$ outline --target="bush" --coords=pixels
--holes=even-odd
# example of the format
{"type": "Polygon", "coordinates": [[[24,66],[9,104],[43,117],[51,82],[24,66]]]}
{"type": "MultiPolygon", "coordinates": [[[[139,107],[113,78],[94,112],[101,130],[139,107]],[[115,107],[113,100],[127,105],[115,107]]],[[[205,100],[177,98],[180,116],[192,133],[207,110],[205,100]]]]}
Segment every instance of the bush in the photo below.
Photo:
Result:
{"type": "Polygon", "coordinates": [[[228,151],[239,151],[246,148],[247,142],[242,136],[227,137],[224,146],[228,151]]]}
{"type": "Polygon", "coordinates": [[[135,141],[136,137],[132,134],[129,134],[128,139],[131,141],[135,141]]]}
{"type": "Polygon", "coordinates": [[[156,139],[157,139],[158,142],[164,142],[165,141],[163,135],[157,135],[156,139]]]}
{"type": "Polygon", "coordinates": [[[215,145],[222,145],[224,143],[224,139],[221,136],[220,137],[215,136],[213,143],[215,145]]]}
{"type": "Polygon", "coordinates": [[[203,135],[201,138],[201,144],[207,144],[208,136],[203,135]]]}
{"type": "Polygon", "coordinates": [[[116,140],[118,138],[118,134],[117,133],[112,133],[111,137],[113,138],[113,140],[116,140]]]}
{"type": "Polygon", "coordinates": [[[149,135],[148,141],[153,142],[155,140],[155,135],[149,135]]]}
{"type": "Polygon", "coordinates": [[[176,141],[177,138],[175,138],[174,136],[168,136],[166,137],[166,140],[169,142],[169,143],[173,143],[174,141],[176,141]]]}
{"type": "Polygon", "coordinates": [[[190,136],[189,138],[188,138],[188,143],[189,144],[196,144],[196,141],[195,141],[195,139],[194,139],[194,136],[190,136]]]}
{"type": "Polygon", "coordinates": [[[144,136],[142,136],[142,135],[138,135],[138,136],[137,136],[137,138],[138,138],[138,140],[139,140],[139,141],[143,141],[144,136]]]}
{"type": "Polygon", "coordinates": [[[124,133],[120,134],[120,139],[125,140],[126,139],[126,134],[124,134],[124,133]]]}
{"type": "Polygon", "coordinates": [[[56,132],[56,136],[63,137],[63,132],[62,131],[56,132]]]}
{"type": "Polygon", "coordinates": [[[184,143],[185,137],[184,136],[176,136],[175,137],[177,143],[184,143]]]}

→ **Consegna**
Riporta le voci qui sopra sostituendo "bush" con "shrub" e lasciando invariato tutto il resto.

→ **Risultato**
$ outline --target="shrub" --coords=pixels
--holes=even-odd
# example of the format
{"type": "Polygon", "coordinates": [[[24,66],[9,104],[43,117],[51,82],[24,66]]]}
{"type": "MultiPolygon", "coordinates": [[[[139,107],[113,78],[94,112],[101,130],[139,107]],[[115,107],[113,100],[127,105],[115,107]]],[[[205,100],[177,98],[180,116],[192,133],[207,110],[205,100]]]]}
Segment every instance of the shrub in the photo below.
Photo:
Result:
{"type": "Polygon", "coordinates": [[[228,151],[239,151],[246,148],[247,142],[242,136],[227,137],[224,146],[228,151]]]}
{"type": "Polygon", "coordinates": [[[135,141],[136,137],[132,134],[129,134],[128,139],[131,141],[135,141]]]}
{"type": "Polygon", "coordinates": [[[156,139],[157,139],[158,142],[164,142],[165,141],[163,135],[157,135],[156,139]]]}
{"type": "Polygon", "coordinates": [[[215,145],[222,145],[224,143],[224,139],[221,136],[220,137],[215,136],[213,143],[215,145]]]}
{"type": "Polygon", "coordinates": [[[203,135],[201,138],[201,144],[207,144],[208,136],[203,135]]]}
{"type": "Polygon", "coordinates": [[[116,140],[118,138],[118,134],[117,133],[112,133],[111,137],[113,138],[113,140],[116,140]]]}
{"type": "Polygon", "coordinates": [[[149,135],[148,141],[153,142],[155,140],[155,135],[149,135]]]}
{"type": "Polygon", "coordinates": [[[176,141],[177,138],[175,138],[174,136],[168,136],[166,137],[166,140],[169,142],[169,143],[173,143],[174,141],[176,141]]]}
{"type": "Polygon", "coordinates": [[[190,136],[189,138],[188,138],[188,143],[189,144],[196,144],[196,141],[195,141],[195,139],[194,139],[194,136],[190,136]]]}
{"type": "Polygon", "coordinates": [[[144,136],[142,136],[142,135],[138,135],[138,136],[137,136],[137,138],[138,138],[138,140],[139,140],[139,141],[143,141],[144,136]]]}
{"type": "Polygon", "coordinates": [[[124,133],[120,134],[120,139],[125,140],[126,139],[126,134],[124,134],[124,133]]]}
{"type": "Polygon", "coordinates": [[[56,132],[56,136],[63,137],[63,132],[62,131],[56,132]]]}
{"type": "Polygon", "coordinates": [[[184,143],[185,137],[184,136],[176,136],[175,137],[177,143],[184,143]]]}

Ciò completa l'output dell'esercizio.